--- Provided entries ---

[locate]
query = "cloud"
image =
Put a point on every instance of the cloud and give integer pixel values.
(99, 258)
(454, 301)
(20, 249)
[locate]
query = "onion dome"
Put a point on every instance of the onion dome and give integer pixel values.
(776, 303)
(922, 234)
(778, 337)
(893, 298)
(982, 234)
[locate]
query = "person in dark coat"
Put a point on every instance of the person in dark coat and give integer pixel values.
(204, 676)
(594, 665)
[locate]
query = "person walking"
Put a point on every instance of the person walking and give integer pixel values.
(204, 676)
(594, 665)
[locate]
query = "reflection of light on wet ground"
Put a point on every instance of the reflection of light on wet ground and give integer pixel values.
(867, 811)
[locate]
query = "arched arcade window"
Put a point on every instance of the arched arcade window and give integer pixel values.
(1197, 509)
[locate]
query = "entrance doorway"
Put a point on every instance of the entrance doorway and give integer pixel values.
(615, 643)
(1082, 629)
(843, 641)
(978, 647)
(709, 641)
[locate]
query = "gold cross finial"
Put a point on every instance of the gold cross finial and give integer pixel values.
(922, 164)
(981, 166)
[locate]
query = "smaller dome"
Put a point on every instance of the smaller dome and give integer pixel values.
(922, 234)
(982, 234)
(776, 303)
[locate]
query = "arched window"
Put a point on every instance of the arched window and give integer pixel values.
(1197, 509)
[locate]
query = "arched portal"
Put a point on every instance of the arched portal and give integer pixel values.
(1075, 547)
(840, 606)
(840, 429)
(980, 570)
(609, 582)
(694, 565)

---

▶ _Given exercise_
Reproduce all the records above, swapping "Put a point on every instance of" for "Mark each occurrence of" and keeping everything else the same.

▶ _Result of the exercise_
[locate]
query = "cloud"
image =
Mark each occurrence of the cloud and give integer pixel values.
(99, 258)
(454, 301)
(20, 249)
[locate]
query = "onion dome"
Mark each occurrence of the onion dome and give integer pixel values.
(776, 303)
(922, 234)
(778, 337)
(893, 298)
(982, 234)
[locate]
query = "person in dark coat"
Mark each occurrence of the person in dark coat and give integer pixel values.
(204, 676)
(594, 665)
[locate]
query = "person walking"
Mark each occurrence of the person walking and give integer pixel values.
(204, 676)
(594, 665)
[locate]
query = "reflection of light on wet ground"
Mark each occurrence of the reflection of light on wet ground and give integer pixel values.
(867, 811)
[locate]
query = "arched arcade window"
Mark each occurrence of the arched arcade window and give integer pixel values.
(1197, 509)
[locate]
query = "entrance doorway"
Mark each occurrence of the entrance doorway and give integer pixel values.
(615, 643)
(1082, 629)
(843, 641)
(978, 647)
(709, 641)
[locate]
query = "gold cross finial"
Mark each occurrence of the gold cross finial and give integer pixel values.
(922, 164)
(981, 166)
[locate]
query = "smaller dome"
Mark each occurrence of the smaller dome and give integer pixel values.
(922, 234)
(982, 234)
(776, 303)
[locate]
query = "arched window"
Mark each occurrence of the arched window and give integer pixel values.
(1197, 509)
[locate]
query = "arched portal"
Mark each occurrence of the arched portal and give integer pixel values.
(1075, 547)
(840, 606)
(840, 429)
(980, 570)
(609, 582)
(694, 565)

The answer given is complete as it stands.